**Supplied passage:**

-- begin --

This review of the Skanect 3D scanning software has been a long time coming and is one of the most-requested ones, too. One of the first 3D scanners I reviewed was the Structure Sensor. I was planning to make a review trilogy of that, starting with testing it with the free (sample) apps by manufacturer Occipital. The second episode was a review of the excellent itSeez3D software.

I actually started testing Skanect right after that, but although I liked the overall workflow I was disappointed by the texture quality. After some research, I discovered that a new version — 1.9 — was being developed and would fix that very problem, among other improvements. So I postponed the review and started beta-testing the new version.

Skanect 1.9 has been in development for over half a year. Let’s find out if it’s was worth waiting for!

Sensor Compatibility & Pricing

Many people take their first steps into 3D scanning by using a depth sensor like the $379 Structure Sensor. Mainly because it’s affordable and they already own a compatible iPad. Currently even more affordable is the discontinued but greatly discounted (as low as $75) and similar iSense. I tested the one I got on eBay with Skanect 1.9 and had no problems but all tests in this review are performed with a Structure Sensor and the latest 2.0 firmware.

-- end --

**Supplied information:**
-- begin --

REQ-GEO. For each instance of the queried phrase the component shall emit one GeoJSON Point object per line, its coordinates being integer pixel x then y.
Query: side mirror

-- end --

**Required tasks:**
1. According to the Skanect review:
(a) Which version of Skanect was being developed to fix the texture quality?
(b) How long has Skanect 1.9 been in development?
(c) What is the price of the Structure Sensor?
2. Can you reproduce the part of the Skanect review starting with "Skanect 1.9 has" and going on through "latest 2.0 firmware."?
Rely only on the Skanect review and nothing else.

**Responses for each task:**
1.
(a) Version 1.9
(b) Over half a year
(c) $379

2.
Skanect 1.9 has been in development for over half a year. Let’s find out if it’s was worth waiting for!

Sensor Compatibility & Pricing

Many people take their first steps into 3D scanning by using a depth sensor like the $379 Structure Sensor. Mainly because it’s affordable and they already own a compatible iPad. Currently even more affordable is the discontinued but greatly discounted (as low as $75) and similar iSense. I tested the one I got on eBay with Skanect 1.9 and had no problems but all tests in this review are performed with a Structure Sensor and the latest 2.0 firmware.